WHAT YOU HAVE TO DO> After locating the line that contains "I'm trying to find the out-of-focus" in the following entries, reproduce it and each later line exactly, including the last.

Text-to-region grounding data>
——————

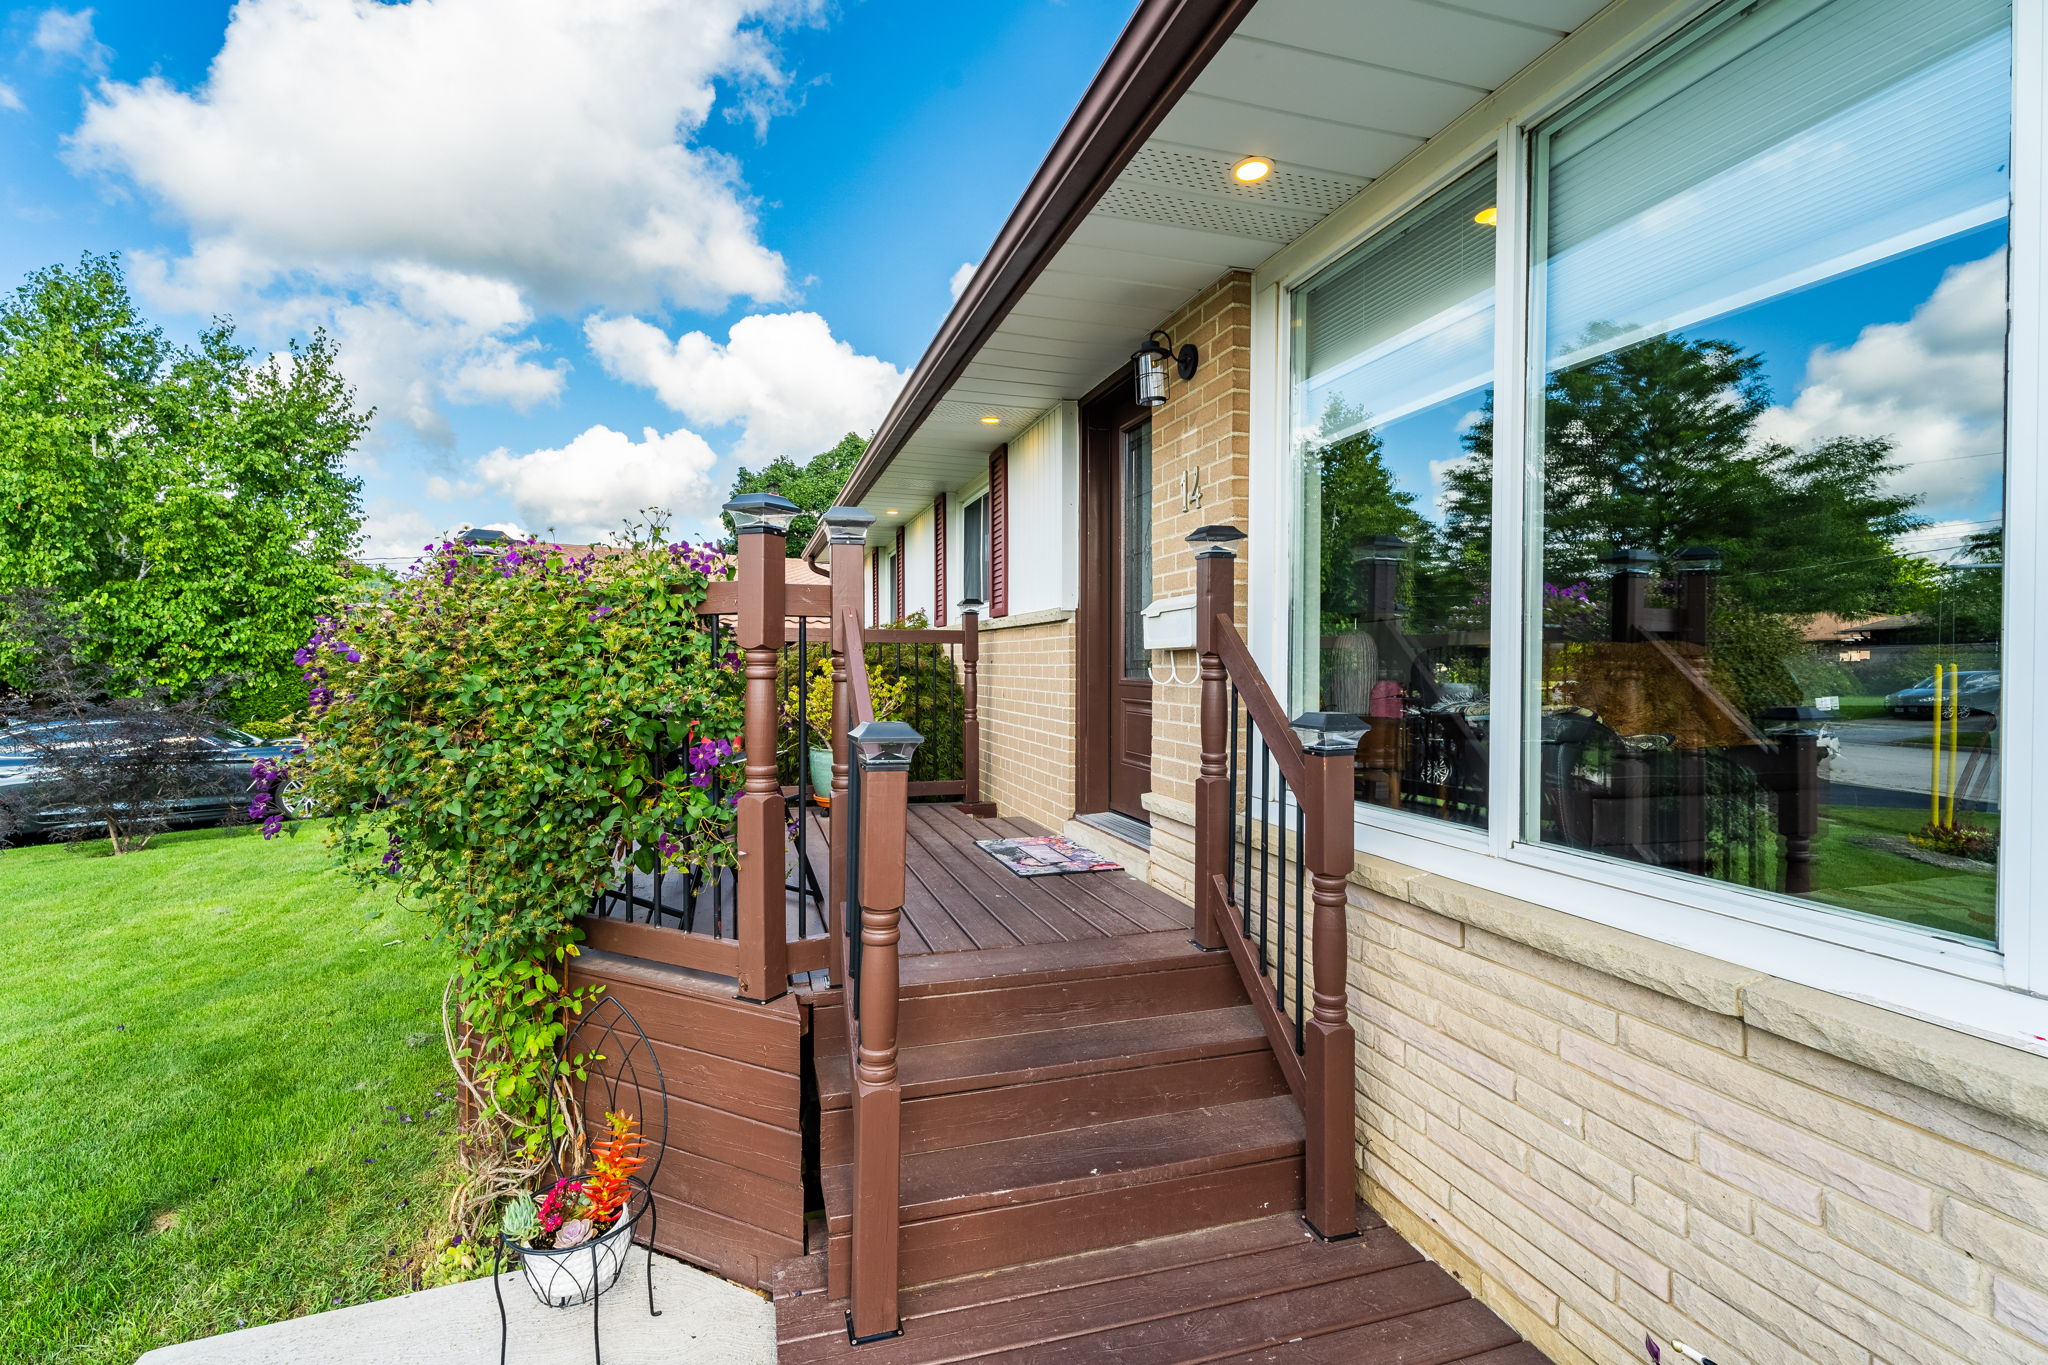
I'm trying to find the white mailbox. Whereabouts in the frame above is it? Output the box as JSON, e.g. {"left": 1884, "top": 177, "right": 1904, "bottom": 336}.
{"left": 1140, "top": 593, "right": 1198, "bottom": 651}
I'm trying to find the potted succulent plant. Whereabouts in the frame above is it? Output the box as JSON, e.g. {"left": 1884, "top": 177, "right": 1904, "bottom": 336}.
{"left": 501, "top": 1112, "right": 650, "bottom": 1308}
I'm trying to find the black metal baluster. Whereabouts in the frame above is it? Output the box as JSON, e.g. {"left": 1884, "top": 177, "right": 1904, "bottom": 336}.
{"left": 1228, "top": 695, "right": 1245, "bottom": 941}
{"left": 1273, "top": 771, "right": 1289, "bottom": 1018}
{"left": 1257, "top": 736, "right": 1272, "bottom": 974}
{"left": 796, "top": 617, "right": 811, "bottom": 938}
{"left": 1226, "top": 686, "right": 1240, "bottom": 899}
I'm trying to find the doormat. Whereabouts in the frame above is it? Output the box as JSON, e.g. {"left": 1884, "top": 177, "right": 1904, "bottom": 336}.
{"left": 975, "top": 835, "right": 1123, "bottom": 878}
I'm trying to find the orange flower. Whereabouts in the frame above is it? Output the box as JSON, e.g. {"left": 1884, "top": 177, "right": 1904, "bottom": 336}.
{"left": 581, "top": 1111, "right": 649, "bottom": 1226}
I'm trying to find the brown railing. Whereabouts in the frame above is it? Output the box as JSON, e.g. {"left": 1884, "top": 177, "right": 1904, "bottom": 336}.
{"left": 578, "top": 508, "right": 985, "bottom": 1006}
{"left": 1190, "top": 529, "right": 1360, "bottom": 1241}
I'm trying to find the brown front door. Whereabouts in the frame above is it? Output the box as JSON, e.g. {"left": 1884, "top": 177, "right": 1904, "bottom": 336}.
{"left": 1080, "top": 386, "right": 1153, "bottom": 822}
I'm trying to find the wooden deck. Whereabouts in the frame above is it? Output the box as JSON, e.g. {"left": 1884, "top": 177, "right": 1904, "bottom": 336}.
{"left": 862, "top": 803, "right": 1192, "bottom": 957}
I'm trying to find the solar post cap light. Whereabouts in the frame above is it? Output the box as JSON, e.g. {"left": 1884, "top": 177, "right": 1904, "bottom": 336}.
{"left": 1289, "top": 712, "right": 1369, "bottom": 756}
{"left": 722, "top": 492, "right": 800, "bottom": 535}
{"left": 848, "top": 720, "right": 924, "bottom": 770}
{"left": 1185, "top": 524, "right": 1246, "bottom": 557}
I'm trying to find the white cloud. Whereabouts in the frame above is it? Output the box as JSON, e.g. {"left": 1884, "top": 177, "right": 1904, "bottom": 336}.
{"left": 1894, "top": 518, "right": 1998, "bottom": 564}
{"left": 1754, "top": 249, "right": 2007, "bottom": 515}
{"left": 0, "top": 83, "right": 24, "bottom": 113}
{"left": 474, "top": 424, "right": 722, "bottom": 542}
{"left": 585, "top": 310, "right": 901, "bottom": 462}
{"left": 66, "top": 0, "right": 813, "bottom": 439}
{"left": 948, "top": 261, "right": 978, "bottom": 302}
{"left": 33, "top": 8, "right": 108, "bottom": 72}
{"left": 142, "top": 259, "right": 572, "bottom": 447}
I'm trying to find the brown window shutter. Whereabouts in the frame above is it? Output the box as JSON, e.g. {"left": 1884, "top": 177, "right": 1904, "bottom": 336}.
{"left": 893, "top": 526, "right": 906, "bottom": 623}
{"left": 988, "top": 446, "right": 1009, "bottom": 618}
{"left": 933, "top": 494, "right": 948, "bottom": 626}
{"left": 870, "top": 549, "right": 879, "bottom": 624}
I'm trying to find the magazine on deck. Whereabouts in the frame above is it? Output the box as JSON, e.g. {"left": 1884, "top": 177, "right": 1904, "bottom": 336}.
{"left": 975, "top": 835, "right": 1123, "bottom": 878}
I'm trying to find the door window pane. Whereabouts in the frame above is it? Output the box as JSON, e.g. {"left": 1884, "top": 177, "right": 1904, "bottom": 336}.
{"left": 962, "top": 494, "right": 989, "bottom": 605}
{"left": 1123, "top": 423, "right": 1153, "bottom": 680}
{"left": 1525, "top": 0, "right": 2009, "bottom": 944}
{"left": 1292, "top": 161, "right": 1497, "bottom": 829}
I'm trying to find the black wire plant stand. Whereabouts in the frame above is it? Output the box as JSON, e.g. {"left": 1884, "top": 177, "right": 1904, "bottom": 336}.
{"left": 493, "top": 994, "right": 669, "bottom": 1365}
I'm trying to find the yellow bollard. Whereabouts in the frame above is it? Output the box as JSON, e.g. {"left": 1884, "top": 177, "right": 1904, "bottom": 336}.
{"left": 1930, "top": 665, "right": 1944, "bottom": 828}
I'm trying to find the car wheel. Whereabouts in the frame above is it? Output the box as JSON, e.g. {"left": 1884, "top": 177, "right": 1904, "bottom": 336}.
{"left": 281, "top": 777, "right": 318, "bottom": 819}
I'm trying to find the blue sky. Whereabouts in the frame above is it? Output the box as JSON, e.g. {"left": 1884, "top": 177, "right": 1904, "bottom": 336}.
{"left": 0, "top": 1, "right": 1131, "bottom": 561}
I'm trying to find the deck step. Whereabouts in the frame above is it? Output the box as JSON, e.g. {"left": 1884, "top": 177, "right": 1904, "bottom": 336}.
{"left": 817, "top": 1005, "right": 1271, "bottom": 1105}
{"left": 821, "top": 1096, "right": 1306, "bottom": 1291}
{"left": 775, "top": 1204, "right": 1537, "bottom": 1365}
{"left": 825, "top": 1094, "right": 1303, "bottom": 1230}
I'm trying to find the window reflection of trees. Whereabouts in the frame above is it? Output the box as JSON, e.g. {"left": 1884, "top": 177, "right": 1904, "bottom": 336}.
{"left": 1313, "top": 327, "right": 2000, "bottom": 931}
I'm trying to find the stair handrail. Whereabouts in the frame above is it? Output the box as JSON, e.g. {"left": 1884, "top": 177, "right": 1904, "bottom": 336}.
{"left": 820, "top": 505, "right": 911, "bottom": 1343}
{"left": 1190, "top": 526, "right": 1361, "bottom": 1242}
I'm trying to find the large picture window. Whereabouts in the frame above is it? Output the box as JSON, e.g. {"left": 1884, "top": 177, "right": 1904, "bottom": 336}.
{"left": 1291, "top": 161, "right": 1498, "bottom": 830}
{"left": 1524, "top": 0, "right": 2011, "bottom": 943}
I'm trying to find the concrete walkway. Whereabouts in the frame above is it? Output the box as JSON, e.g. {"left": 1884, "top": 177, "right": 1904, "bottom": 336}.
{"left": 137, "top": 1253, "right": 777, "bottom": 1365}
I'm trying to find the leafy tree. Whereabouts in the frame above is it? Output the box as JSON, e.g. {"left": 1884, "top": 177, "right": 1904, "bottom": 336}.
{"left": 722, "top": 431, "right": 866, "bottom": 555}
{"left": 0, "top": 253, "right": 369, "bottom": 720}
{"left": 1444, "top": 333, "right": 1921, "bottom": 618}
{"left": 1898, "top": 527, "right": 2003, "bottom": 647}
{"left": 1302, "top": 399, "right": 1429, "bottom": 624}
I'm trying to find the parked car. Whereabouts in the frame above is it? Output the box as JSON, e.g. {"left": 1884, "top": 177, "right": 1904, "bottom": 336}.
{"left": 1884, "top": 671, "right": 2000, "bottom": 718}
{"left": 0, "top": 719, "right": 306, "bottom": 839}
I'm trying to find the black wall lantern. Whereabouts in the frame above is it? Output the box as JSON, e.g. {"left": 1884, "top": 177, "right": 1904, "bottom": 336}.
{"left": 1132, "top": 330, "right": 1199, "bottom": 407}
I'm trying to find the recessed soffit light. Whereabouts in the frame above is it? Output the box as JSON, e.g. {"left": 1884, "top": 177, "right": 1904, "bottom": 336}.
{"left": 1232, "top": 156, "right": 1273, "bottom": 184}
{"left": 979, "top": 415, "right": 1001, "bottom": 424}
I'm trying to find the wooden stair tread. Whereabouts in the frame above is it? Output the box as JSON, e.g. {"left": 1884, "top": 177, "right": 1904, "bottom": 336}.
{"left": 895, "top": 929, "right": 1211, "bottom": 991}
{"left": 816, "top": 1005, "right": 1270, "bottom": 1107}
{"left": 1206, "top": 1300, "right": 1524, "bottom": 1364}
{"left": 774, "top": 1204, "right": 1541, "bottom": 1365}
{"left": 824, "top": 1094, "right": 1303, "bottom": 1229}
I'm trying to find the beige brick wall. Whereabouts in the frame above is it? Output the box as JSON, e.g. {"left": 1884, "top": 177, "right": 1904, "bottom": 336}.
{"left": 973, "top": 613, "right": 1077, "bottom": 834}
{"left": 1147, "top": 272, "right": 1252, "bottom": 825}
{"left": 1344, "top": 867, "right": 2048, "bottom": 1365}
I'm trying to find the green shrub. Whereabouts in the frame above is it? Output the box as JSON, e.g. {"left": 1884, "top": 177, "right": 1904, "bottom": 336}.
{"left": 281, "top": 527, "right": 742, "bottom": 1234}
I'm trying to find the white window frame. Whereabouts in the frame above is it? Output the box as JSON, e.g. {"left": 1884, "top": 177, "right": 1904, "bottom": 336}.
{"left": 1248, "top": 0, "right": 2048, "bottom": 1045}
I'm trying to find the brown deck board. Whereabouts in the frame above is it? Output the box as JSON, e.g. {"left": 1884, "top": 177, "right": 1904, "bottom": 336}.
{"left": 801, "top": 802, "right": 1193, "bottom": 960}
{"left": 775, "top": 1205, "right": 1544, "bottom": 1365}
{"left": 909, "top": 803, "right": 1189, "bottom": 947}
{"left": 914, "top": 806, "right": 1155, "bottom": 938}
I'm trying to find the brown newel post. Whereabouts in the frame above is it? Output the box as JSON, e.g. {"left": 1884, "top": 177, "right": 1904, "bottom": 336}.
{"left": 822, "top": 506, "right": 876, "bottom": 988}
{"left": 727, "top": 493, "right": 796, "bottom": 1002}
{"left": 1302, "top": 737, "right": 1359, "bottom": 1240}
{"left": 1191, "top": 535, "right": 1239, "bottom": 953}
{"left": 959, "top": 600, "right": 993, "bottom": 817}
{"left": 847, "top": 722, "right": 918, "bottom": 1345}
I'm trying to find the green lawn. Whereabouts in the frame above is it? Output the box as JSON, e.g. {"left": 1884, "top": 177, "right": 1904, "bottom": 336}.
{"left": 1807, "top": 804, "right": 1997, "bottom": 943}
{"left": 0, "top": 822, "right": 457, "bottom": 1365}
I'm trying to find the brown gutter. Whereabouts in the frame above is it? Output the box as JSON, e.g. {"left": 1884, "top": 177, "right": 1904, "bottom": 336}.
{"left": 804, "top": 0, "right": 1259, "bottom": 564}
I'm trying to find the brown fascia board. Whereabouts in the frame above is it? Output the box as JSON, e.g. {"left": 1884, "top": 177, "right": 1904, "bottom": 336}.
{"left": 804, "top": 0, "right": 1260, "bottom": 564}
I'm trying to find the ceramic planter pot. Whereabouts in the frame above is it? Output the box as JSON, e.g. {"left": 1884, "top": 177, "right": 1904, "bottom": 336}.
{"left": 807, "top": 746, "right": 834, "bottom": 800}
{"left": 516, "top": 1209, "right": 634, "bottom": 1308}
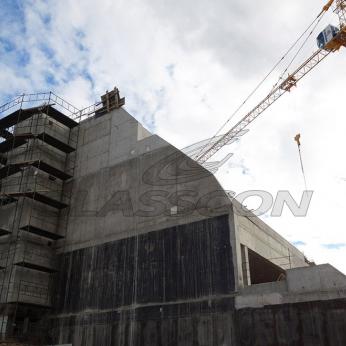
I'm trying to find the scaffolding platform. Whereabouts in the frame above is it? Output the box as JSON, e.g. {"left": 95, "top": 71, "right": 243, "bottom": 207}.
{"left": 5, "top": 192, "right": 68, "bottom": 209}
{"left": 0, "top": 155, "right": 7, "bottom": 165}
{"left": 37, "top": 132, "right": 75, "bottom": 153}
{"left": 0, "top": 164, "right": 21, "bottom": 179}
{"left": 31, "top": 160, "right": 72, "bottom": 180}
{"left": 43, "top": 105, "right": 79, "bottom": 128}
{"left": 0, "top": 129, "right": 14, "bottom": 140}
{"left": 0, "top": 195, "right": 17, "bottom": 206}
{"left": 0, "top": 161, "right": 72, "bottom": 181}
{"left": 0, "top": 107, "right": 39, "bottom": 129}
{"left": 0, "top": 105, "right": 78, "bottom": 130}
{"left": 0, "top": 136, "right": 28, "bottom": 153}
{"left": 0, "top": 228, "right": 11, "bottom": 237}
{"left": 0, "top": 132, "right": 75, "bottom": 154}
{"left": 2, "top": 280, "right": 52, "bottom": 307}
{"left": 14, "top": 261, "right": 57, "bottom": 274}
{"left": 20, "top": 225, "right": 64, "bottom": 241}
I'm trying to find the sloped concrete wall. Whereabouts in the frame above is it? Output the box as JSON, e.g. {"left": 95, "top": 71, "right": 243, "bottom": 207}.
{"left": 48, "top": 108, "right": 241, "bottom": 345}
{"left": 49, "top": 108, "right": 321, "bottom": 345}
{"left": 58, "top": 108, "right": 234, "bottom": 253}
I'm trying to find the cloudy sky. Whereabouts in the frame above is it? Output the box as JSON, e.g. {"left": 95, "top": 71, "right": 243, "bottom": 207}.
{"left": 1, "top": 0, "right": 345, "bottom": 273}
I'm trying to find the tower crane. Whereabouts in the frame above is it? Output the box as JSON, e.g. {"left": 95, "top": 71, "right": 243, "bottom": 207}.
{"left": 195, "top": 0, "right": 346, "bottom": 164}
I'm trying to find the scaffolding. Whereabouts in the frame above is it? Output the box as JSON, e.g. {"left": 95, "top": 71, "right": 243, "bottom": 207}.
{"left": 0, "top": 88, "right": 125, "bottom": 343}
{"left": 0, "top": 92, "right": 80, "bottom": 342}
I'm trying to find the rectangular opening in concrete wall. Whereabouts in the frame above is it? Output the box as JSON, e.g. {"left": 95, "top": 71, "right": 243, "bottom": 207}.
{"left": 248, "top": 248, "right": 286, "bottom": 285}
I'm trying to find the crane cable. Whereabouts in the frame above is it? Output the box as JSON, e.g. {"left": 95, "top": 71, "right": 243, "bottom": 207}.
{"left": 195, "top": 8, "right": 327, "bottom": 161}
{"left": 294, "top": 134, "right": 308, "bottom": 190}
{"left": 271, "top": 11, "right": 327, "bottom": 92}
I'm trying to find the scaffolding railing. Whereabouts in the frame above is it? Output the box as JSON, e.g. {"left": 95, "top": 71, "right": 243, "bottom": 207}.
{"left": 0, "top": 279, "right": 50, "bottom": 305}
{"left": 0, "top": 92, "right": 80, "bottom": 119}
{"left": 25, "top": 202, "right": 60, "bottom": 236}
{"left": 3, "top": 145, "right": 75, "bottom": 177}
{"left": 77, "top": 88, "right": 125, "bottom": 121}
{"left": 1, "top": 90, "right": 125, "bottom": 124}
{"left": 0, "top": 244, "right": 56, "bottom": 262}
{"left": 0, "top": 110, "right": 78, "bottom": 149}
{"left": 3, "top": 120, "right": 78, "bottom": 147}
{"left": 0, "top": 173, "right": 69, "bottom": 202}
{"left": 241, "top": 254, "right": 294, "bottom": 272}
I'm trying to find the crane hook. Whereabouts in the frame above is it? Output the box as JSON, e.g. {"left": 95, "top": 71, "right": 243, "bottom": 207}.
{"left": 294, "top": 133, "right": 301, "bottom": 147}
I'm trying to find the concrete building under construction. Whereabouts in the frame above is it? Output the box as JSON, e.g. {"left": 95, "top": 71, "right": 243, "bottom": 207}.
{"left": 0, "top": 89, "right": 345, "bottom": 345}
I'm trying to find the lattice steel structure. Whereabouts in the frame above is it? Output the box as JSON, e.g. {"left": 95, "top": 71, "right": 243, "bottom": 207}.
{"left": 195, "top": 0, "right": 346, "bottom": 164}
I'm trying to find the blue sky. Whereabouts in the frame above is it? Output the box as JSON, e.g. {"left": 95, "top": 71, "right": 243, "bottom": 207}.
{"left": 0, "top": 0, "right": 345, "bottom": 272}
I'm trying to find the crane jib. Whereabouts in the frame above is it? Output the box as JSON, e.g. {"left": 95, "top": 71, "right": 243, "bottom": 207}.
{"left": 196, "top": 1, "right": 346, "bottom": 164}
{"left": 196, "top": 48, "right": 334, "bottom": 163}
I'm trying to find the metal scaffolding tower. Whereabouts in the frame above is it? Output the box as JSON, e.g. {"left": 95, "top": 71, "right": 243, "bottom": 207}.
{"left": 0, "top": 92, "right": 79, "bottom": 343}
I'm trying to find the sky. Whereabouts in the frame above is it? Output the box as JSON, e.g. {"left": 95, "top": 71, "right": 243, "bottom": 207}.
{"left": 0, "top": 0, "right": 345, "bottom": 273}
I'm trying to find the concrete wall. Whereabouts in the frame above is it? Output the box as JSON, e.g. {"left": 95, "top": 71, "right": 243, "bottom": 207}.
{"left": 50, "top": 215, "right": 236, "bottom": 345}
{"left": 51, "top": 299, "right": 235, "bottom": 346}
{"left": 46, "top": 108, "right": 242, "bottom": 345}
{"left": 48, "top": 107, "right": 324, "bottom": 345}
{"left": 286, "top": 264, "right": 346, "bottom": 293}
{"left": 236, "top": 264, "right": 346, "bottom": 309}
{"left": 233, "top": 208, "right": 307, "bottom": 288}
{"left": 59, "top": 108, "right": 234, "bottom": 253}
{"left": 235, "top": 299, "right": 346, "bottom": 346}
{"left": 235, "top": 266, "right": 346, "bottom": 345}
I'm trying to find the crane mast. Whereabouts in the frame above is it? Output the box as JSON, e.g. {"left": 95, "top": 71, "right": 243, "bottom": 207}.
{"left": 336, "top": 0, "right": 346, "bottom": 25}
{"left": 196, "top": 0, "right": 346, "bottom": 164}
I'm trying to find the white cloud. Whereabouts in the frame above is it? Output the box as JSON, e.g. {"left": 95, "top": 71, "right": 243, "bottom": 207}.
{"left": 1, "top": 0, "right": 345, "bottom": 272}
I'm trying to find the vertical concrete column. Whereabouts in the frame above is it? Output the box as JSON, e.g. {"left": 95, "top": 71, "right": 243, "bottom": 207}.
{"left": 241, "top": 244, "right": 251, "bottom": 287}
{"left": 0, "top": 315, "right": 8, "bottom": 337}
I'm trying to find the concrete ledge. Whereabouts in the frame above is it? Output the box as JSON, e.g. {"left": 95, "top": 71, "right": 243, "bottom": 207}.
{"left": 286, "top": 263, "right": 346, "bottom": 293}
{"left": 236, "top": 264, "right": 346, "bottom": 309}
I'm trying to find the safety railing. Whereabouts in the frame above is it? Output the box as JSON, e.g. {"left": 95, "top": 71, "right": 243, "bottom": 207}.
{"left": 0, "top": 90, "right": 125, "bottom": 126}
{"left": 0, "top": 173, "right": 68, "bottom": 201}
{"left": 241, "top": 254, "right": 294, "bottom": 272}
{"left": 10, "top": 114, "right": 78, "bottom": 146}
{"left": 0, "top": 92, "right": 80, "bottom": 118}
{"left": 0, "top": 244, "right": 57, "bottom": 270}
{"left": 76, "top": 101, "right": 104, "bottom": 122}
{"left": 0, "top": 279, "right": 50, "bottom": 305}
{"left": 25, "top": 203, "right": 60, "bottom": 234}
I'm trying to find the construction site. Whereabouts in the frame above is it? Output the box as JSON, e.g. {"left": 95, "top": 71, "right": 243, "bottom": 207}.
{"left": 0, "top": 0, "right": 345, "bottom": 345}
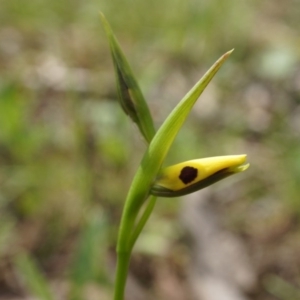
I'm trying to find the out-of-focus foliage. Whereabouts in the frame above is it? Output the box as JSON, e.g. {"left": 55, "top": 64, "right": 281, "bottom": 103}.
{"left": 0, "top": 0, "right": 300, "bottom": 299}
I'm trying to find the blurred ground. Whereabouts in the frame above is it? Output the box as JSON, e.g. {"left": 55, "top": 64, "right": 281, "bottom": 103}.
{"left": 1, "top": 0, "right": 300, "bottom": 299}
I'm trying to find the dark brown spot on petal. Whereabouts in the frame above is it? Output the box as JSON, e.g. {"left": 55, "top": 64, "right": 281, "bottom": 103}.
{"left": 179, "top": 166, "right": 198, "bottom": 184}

——————

EXERCISE SOLUTION>
I'm trying to find the out-of-focus foliage. Whereabouts in the frame above is it? Output the box as JSON, e.g. {"left": 55, "top": 64, "right": 281, "bottom": 103}.
{"left": 0, "top": 0, "right": 300, "bottom": 299}
I'm trying to find the blurred ground. Whereabouts in the frame above is it? Output the box as JSON, e.g. {"left": 55, "top": 64, "right": 281, "bottom": 103}.
{"left": 1, "top": 0, "right": 300, "bottom": 299}
I'm trying to find the dark brown spot on petal. Whereabouts in the frame above is it? Output the box as JSON, e.g. {"left": 55, "top": 64, "right": 281, "bottom": 103}.
{"left": 179, "top": 166, "right": 198, "bottom": 184}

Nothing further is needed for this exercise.